**Consigne:**
D'après l'extrait sur la propagande soviétique, quand s'était formé en Russie le « Comité du facteur moral » ?

**Extrait cité:**
============================================================

A l’origine, nous avons donc la Russie (A) qui inventa et diffusa la propagande dans le reste du monde, en Italie (B), puis en Allemagne (C). Il ne s’agit pas ici de présenter l’ensemble de la propagande soviétique, italienne ou allemande, mais uniquement de la présence du conditionnement dans celle-ci. Le sujet sera trop vaste.
Au sein de la propagande soviétique, il convient de distinguer entre la propagande léniniste (1) et la propagande stalinienne (2). Ce que je vais vous décrire à partir de maintenant n’a jamais été dit. Il a parfois été esquissé d’une manière incomplète, par certains auteurs anciens, comme Jean-Marie Domenach ou Serge Tchakhotine, mais jamais donné de manière aussi complète comme je vais le faire. Il m’a paru important de reconstruire ce qui s’est passé en matière de propagande entre 1917 et 1991. C’est un élément essentiel de la propagande politique encore en usage de nos jours. Ce qui explique sans doute le silence complaisant qui concerne ce sujet. Chacun tente de l’utiliser avec plus ou moins de talent, et ne souhaite donc pas que leur grand secret soit révélé à un large public.
I. Le conditionnement léniniste (1917-1924).
Lénine va prendre le pouvoir en 1917. A l’époque, Watson n’a pas encore mené ses expériences sur le conditionnement par la peur. Seuls existe les travaux d’Ivan Pavlov. Lénine va donc se servir uniquement du conditionnement pavlovien. C’est l’une des pièces essentielles qui explique la prise du pouvoir par Lénine en 1917. La technique utilisa la pulsion n°1, mais uniquement dans son aspect positif, c’est-à-dire l’enthousiasme.
C’est à partir de 1915 que va se mettre en place la propagande communiste en Russie.
« La propagande a pris une ampleur extraordinaire dans la Révolution russe et surtout pendant la guerre civile en Russie.
Déjà, en été 1915, il s’était formé en Russie une organisation qui portait le nom de « Comité du facteur moral » et faisait partie du Comité d’Aide technique militaire, englobant toutes les organisations techniques et scientifiques de Russie ; il avait pour but de relever et de diriger le moral de la population et de l’armée pour mener à bon terme la guerre. » (Serge Tchakhotine, Le viol des foules par la propagande, p. 328-329).
Les Bolcheviques vont très rapidement prendre le contrôle du Comité du facteur moral. Ils vont s’en servir pour réaliser des expériences psychologiques et mettre en œuvre des techniques qu’ils utiliseront ensuite massivement à partir de 1917. Sans ce comité, il n’y aurait sans doute jamais eu de prise de pouvoir en octobre 1917.
A : La première étape.
A la base de la théorie de Pavlov, nous avons une pulsion fondamentale. Lénine va exploiter la pulsion n°1 qui semble être celle que les mouvements politiques utilisent toujours pour prendre le pouvoir. Nous l’avons déjà dit, chaque pulsion peut avoir un côté positif et un côté négatif. Pavlov permet d’utiliser le côté positif (l’enthousiasme), alors qu’avec Watson, nous exploitons le côté négatif (la peur).

============================================================

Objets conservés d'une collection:
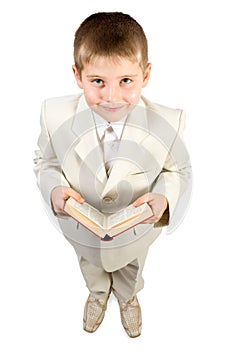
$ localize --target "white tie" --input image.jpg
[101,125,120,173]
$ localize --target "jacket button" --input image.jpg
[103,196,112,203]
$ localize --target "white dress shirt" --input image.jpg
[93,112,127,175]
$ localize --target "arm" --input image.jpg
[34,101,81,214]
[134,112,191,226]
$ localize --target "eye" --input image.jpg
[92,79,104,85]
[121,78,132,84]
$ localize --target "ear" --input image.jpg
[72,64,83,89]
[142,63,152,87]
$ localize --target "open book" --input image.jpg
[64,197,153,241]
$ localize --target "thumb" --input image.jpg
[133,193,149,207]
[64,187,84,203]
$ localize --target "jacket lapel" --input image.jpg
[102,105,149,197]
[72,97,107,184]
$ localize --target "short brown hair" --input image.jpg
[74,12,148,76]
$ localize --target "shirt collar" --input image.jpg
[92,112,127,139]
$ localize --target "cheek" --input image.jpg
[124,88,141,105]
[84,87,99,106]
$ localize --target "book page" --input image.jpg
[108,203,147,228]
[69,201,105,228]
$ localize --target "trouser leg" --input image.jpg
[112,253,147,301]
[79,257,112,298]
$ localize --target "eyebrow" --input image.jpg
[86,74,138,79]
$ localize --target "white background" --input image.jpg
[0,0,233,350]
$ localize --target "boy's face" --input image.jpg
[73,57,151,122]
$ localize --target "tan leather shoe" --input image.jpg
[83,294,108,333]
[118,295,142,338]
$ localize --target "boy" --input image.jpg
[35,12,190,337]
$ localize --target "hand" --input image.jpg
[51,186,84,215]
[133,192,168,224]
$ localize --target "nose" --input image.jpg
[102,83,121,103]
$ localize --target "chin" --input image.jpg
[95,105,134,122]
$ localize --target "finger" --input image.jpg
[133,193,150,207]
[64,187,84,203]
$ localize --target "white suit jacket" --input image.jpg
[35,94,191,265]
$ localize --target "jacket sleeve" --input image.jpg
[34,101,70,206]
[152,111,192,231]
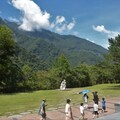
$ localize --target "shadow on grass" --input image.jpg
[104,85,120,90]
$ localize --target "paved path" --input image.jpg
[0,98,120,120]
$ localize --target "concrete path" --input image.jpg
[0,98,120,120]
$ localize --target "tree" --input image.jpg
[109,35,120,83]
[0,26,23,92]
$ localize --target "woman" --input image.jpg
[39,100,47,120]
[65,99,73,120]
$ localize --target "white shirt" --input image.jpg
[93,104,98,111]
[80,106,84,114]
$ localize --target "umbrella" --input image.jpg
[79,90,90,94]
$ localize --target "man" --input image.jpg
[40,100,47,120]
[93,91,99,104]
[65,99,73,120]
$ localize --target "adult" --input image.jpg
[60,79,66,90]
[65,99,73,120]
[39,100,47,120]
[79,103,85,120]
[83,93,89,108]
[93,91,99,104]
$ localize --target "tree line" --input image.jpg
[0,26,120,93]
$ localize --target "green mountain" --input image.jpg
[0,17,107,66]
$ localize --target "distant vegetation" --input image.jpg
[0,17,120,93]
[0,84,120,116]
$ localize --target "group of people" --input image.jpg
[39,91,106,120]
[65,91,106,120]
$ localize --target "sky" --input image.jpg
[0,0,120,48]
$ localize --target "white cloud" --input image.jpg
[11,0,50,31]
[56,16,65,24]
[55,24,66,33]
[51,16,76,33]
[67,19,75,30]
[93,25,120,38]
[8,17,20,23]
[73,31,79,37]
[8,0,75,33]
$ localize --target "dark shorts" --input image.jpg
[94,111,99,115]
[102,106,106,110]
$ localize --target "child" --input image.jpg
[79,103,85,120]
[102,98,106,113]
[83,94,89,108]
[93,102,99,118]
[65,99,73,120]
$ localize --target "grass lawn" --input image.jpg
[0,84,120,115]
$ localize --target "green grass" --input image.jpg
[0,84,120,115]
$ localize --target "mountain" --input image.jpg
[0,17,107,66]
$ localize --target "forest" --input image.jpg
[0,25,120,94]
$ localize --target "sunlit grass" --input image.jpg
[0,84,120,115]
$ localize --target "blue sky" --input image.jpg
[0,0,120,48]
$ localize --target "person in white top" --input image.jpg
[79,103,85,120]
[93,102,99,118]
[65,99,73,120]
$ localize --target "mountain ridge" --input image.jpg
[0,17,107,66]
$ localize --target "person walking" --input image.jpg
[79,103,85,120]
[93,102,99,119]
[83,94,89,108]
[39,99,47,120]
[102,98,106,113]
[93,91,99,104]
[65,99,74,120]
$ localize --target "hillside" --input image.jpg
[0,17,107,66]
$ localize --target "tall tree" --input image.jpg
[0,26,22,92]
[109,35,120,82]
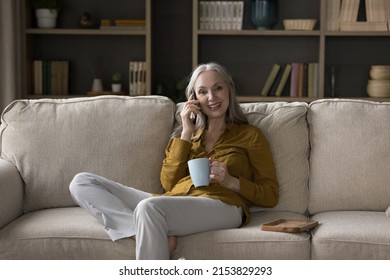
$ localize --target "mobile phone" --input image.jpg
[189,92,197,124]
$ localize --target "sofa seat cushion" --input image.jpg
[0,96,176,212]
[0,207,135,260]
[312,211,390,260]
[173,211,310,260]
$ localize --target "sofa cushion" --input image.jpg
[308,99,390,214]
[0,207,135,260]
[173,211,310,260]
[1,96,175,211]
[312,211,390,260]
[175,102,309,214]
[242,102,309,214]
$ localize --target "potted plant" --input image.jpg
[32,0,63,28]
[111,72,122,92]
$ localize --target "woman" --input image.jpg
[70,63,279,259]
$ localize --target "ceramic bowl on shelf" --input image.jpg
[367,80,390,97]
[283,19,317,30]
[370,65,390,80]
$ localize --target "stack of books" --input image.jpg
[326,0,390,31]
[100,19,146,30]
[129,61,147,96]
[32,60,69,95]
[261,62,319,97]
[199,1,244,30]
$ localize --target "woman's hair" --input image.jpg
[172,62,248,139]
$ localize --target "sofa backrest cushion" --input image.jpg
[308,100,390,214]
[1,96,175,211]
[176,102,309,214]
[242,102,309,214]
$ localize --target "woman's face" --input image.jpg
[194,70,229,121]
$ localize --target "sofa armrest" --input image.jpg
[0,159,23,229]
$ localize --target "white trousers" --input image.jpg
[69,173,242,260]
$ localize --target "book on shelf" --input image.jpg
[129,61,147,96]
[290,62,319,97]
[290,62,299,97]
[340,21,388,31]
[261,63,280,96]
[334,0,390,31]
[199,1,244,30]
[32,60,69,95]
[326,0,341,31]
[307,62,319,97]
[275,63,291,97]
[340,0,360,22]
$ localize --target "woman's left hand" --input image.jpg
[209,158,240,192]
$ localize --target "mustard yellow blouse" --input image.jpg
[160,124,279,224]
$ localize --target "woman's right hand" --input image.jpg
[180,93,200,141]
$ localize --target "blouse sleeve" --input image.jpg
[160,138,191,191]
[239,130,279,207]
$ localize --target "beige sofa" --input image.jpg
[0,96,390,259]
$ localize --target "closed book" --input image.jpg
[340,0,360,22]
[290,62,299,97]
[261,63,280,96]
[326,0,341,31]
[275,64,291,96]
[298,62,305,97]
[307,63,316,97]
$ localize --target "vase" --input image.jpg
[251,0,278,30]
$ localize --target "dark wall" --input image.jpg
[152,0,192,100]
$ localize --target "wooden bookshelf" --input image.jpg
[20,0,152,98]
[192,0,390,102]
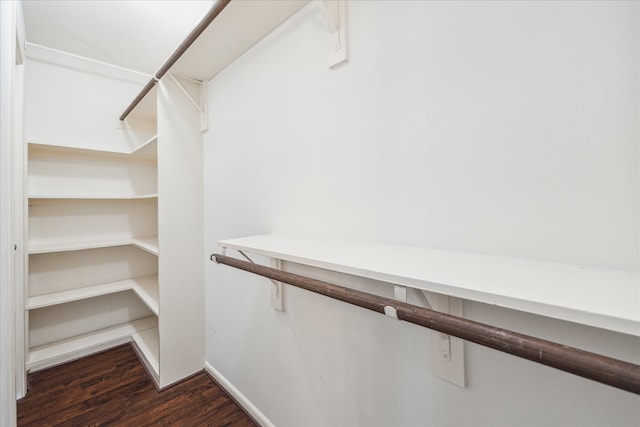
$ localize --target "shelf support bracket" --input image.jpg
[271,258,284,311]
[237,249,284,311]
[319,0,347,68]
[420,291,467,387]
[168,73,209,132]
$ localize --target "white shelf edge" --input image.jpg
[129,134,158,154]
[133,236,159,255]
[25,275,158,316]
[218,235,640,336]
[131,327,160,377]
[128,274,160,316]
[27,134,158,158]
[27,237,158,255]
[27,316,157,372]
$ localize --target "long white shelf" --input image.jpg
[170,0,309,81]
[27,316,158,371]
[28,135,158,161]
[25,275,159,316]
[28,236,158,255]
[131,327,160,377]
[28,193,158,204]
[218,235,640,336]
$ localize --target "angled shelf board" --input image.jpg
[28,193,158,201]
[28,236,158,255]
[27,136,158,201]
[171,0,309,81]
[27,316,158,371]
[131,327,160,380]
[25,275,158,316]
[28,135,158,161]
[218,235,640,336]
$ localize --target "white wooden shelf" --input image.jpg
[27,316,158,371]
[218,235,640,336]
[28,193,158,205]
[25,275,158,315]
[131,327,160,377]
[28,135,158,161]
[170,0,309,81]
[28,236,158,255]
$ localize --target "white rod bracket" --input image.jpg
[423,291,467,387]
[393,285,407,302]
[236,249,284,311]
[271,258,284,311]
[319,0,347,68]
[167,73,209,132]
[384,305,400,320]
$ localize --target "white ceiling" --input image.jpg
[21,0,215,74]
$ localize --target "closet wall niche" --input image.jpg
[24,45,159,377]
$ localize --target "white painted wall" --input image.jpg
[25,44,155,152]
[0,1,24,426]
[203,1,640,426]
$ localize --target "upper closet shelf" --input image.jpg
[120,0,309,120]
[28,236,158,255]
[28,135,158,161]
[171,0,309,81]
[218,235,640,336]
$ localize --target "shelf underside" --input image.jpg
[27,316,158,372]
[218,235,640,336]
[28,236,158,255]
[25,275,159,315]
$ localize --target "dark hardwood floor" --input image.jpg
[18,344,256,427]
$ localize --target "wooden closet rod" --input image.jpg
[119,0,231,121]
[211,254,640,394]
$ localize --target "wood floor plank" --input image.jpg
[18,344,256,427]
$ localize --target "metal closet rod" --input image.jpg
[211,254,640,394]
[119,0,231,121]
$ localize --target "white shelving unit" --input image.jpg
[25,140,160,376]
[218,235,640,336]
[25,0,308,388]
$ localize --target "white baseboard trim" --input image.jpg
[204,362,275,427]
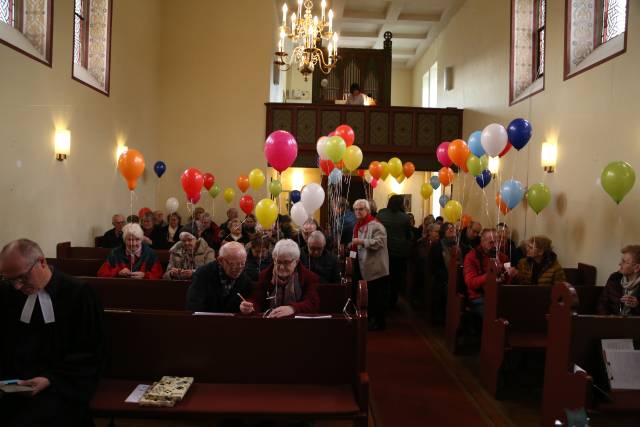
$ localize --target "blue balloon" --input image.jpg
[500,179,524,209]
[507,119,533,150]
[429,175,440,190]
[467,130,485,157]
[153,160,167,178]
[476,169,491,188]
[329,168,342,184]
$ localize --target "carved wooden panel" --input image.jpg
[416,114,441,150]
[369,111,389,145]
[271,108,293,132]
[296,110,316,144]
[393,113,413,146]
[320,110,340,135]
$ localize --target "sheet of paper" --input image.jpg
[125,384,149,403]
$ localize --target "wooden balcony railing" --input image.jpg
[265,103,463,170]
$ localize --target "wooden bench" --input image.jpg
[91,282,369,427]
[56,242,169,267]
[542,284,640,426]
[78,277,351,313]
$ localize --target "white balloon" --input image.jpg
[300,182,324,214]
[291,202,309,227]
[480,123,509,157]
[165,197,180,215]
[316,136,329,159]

============================================================

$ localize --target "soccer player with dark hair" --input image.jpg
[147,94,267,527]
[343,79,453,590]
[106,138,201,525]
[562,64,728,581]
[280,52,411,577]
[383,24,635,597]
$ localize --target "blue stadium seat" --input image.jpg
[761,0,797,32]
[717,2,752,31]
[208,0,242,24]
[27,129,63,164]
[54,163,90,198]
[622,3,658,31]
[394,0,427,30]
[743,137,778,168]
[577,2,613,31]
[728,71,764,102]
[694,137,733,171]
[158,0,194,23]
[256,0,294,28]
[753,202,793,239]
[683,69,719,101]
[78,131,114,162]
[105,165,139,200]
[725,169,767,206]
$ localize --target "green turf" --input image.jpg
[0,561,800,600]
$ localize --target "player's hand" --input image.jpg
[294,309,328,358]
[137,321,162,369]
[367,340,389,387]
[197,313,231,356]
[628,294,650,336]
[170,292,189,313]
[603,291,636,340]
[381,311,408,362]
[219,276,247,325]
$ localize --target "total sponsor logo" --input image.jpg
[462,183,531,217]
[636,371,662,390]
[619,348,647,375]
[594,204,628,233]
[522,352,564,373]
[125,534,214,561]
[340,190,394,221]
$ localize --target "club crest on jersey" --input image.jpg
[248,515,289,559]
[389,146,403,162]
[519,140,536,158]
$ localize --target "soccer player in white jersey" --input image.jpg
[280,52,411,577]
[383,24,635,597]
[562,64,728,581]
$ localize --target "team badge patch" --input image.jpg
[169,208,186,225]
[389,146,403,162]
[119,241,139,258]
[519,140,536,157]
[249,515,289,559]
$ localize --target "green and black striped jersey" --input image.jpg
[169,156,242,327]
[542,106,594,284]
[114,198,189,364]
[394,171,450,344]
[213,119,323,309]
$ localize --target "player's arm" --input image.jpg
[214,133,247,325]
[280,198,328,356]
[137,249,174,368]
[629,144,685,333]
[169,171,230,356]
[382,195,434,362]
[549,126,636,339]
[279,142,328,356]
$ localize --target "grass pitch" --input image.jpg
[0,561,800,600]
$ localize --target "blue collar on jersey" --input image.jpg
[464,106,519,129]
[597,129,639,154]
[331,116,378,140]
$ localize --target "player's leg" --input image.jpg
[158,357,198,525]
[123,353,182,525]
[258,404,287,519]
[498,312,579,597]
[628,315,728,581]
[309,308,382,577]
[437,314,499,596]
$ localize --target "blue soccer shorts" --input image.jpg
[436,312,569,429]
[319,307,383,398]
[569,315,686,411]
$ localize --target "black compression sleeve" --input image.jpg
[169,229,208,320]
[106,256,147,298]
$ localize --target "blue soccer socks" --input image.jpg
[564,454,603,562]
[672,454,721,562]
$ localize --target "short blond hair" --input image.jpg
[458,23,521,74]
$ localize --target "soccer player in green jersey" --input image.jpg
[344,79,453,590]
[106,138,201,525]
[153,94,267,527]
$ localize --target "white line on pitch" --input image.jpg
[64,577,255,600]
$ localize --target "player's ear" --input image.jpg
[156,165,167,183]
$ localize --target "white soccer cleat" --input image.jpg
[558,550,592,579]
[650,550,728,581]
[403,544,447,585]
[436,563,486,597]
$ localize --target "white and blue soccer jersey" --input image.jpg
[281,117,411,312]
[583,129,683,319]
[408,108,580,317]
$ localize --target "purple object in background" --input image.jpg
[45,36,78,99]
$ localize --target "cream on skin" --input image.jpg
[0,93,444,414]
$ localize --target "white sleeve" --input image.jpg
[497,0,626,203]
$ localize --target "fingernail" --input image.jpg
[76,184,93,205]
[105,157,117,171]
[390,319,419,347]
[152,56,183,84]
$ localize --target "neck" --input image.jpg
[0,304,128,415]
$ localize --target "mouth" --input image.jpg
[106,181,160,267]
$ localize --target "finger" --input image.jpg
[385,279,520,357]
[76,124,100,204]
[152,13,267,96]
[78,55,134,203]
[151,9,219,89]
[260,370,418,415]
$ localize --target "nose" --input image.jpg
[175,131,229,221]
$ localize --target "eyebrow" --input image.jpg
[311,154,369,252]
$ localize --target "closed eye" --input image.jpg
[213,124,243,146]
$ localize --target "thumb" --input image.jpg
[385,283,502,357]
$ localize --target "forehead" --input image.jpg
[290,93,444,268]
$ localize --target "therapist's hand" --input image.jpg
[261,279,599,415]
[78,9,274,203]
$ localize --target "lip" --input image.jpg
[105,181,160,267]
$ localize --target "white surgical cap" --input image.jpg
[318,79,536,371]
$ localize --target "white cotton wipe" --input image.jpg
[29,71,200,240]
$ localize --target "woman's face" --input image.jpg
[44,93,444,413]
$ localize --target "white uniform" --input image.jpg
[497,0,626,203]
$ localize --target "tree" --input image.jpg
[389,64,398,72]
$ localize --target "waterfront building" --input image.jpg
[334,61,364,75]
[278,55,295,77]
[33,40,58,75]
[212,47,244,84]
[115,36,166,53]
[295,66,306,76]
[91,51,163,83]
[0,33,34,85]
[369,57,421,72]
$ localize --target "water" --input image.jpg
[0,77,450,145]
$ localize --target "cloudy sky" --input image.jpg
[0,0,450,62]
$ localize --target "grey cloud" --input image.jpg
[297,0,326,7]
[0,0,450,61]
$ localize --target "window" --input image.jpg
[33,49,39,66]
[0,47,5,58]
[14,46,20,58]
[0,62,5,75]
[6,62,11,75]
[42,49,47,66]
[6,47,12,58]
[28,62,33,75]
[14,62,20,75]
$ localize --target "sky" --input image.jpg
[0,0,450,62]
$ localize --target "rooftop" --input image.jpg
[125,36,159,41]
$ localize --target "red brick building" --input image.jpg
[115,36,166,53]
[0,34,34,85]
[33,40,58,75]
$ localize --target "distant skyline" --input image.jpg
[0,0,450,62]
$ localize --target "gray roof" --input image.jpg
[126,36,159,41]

============================================================

**Tâche accomplie:**
En été 1915.